SHORT TASK:
Gather every line of the records that contains the word "green". Case counts.

RECORDS FOR THIS EXERCISE:
■ ■ ■ ■ ■ ■ ■
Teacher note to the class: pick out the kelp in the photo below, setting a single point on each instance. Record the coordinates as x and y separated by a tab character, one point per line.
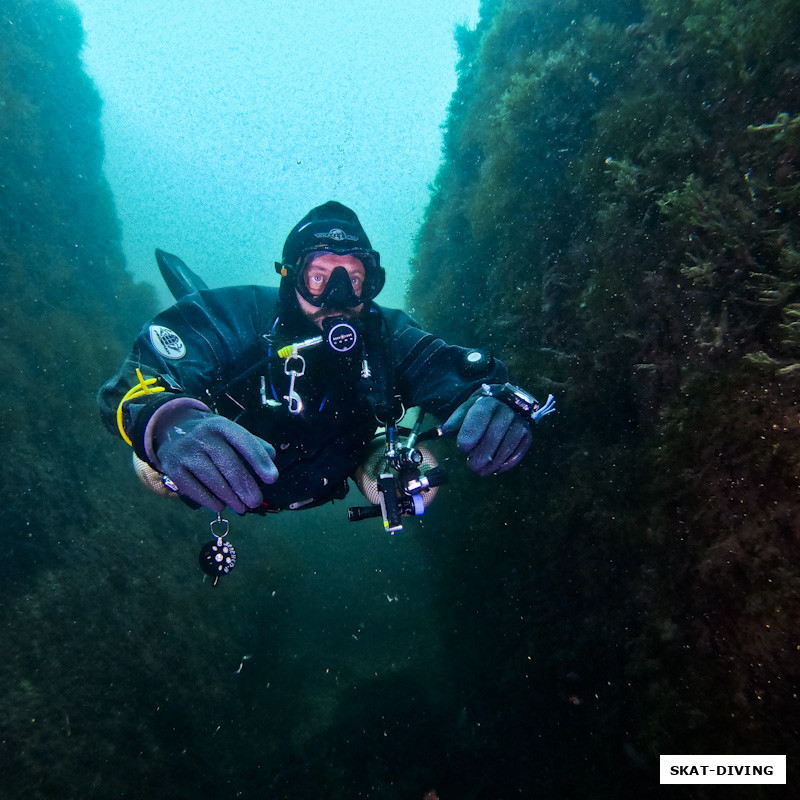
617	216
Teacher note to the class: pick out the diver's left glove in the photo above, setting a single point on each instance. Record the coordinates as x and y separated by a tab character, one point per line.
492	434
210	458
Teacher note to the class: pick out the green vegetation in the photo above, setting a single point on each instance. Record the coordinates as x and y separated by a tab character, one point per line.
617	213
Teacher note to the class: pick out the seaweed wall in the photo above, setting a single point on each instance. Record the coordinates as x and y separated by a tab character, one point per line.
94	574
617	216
■ ■ ■ ■ ■ ■ ■
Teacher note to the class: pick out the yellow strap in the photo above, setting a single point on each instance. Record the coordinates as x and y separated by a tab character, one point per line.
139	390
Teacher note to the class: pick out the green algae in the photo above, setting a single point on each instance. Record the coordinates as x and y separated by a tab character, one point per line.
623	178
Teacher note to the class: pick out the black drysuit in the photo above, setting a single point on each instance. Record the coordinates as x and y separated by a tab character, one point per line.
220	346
■ ■ ■ ■ ■ ■ ■
WORKED ANSWER:
Teacher note to the class: pick out the green vegetation in the photo above, setting a single point on each instance. Record the coordinates as x and y separated by a tab character, one point per line.
Teacher note to the class: pick out the green algae in the photo above, setting a single point on each instance. Record the coordinates as x and y separated by a tab character, one point per line.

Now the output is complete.